Input records —
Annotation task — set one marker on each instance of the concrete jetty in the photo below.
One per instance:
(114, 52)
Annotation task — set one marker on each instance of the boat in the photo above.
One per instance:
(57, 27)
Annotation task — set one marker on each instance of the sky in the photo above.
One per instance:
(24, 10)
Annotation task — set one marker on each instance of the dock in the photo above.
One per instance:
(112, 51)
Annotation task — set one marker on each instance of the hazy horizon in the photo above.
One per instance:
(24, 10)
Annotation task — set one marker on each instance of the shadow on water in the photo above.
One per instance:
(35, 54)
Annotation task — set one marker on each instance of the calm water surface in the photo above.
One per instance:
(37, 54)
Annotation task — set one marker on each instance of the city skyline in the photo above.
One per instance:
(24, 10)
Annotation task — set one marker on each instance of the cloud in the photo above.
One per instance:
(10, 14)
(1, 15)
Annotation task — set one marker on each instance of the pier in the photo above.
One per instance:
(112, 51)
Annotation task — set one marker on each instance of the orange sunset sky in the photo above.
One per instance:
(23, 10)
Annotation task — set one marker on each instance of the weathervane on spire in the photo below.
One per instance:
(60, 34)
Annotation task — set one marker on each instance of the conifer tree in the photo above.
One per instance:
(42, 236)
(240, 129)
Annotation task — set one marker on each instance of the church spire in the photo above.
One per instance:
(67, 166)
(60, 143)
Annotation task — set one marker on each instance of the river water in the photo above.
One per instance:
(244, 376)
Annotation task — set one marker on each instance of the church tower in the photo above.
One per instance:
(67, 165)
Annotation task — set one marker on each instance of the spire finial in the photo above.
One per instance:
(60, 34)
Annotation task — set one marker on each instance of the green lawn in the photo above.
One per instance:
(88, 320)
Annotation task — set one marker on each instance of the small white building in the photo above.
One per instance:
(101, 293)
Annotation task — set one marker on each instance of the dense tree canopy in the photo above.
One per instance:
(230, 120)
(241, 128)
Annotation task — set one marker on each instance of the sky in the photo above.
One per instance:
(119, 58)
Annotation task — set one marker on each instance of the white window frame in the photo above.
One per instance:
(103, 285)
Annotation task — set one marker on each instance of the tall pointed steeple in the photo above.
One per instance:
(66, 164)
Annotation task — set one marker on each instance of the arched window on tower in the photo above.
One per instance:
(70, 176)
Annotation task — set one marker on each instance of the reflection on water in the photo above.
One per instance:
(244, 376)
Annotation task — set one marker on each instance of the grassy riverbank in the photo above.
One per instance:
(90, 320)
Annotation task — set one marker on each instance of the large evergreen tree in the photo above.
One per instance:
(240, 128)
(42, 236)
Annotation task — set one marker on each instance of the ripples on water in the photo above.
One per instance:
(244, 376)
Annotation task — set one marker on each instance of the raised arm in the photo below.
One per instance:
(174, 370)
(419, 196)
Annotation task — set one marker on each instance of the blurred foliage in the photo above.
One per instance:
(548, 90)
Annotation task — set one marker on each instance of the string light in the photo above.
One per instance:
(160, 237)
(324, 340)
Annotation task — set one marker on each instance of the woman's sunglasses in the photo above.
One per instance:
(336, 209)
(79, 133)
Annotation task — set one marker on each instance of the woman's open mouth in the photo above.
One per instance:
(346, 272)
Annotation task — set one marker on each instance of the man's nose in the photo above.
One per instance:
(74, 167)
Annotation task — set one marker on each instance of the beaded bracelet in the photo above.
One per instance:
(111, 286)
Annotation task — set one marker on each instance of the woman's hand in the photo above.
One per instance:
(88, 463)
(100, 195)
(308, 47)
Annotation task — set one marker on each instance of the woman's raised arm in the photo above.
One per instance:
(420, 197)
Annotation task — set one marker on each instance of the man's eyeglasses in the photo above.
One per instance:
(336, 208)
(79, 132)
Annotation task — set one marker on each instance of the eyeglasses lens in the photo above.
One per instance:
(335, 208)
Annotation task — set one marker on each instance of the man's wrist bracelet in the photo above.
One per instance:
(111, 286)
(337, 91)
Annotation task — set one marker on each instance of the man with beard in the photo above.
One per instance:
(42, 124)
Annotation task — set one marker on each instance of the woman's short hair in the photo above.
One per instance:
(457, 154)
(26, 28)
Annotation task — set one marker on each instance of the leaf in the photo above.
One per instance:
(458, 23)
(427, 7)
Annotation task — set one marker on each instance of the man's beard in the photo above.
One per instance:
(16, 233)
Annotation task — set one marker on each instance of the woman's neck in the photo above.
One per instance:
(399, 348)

What you should do —
Please output every record exactly as it appears.

Answer box —
Annotation task — set one marker on each instance of the concrete jetty in the photo below.
One per instance:
(114, 52)
Annotation task — set one marker on each instance of the boat in the photo above.
One per instance:
(57, 27)
Annotation task — set one marker on each instance of the sky in the photo above.
One per instance:
(24, 10)
Annotation task — set one marker on each instance of the dock in the photo above.
One per instance:
(112, 51)
Annotation task — set one marker on each instance of the hazy horizon in the photo above.
One per instance:
(24, 10)
Annotation task — set one marker on each instance of the shadow on water in the photo above.
One per instance:
(35, 54)
Annotation task — set one marker on each instance of the calm water surface in the photo above.
One per instance:
(37, 54)
Annotation task — set one marker on each instance of the city skyline in the photo above.
One per instance:
(24, 10)
Annotation task — set one marker on each instance of the cloud in the photo above.
One per instance:
(10, 14)
(1, 15)
Annotation task — set one marker on each instance of the pier in the photo above.
One per instance:
(112, 51)
Annotation task — set one marker on each instance of the orange sunset sky in the photo above.
One per instance:
(23, 10)
Annotation task — set one marker on each instance of the weathervane on spire in the photo below.
One per instance:
(60, 34)
Annotation task — set one marker on each instance of the conifer tree in the photo above.
One per instance:
(42, 236)
(240, 129)
Annotation task — set one marker on each instance of the church spire in the photo above.
One per instance:
(67, 166)
(60, 143)
Annotation task — set one marker on each instance of the river water in the photo above.
One per instance:
(244, 376)
Annotation task — set one marker on each instance of the church tower in the photo above.
One per instance:
(67, 165)
Annotation task — set one marker on each instance of the spire finial in the photo above.
One per instance:
(60, 34)
Annotation task — set one marker on each instance of the green lawn in the photo above.
One per instance:
(88, 320)
Annotation task — set one marker on each instance of the small white building in the photo above.
One per instance:
(101, 293)
Annotation task — set one marker on each instance of the dense tree canopy in the photo above.
One per instance:
(230, 120)
(241, 128)
Annotation task — set one marker on each instance of the sky in the photo above.
One per instance:
(119, 58)
Annotation task — set one marker on each instance of the white window frame in the photo above.
One per instance:
(103, 285)
Annotation task — set one marker on each instance of the tall pointed steeple in the photo above.
One per instance:
(66, 164)
Annotation task — set one marker on each instance of the arched window on tower in the photo above.
One per instance:
(70, 176)
Annotation task — set one marker on each instance of the reflection on water in the photo above.
One per instance:
(244, 376)
Annotation task — set one marker on each instance of the grassy riverbank in the photo above.
One per instance:
(90, 320)
Annotation task — set one marker on each instance of the large evergreen tree in the photo above.
One per instance:
(240, 128)
(42, 236)
Annotation task — set one marker on each instance of the ripples on water in the photo above.
One per instance:
(244, 376)
Annotation task — set one marker on each instance of the raised arm in the photo below.
One per instance:
(174, 370)
(419, 196)
Annotation task — set one marker on each instance of the blurred foliage in the photo above.
One per instance:
(548, 90)
Annotation task — set one marker on each instance of the string light in the photo above.
One per instance:
(160, 237)
(324, 340)
Annotation task — set one marker on each instance of the woman's sunglasses in the photo above.
One per instance:
(336, 209)
(79, 133)
Annotation task — set one marker on each instance of the woman's open mouth in the photo above.
One per instance:
(346, 272)
Annotation task — set one marker on each instance of the man's nose in the photo above.
One per instance:
(74, 167)
Annotation task — set one marker on each instance of the beaded bracelet in the photo above.
One per instance:
(111, 286)
Annotation task — set one marker on each instance of the woman's hand in the photo above.
One per instance:
(88, 463)
(100, 195)
(308, 47)
Annotation task — set one marker on each instance of the woman's raised arm in the photo above.
One per instance:
(420, 197)
Annotation task — set one marker on each instance of the man's eyeglasses in the photo above.
One per instance:
(336, 208)
(79, 132)
Annotation task — set one marker on each instance of the eyeglasses lens in the photo above.
One per instance:
(335, 208)
Annotation task — set one marker on each instance of the man's wrist bracelet in the photo above.
One per instance:
(111, 286)
(337, 91)
Annotation task — set one marker on each instance of the man with beard in the photo above.
One per instance:
(42, 124)
Annotation task — set one marker on each instance of the woman's short hair in the photo above.
One per instance:
(457, 154)
(26, 28)
Annotation task — set one marker on each instance of the leaf in the photo above.
One per instance:
(458, 23)
(427, 7)
Annotation task — set one marker on each instance of the man's beard in the photo above.
One per instance:
(16, 233)
Annotation task — set one marker on each instance of the woman's neck in the photo above.
One per instance:
(399, 348)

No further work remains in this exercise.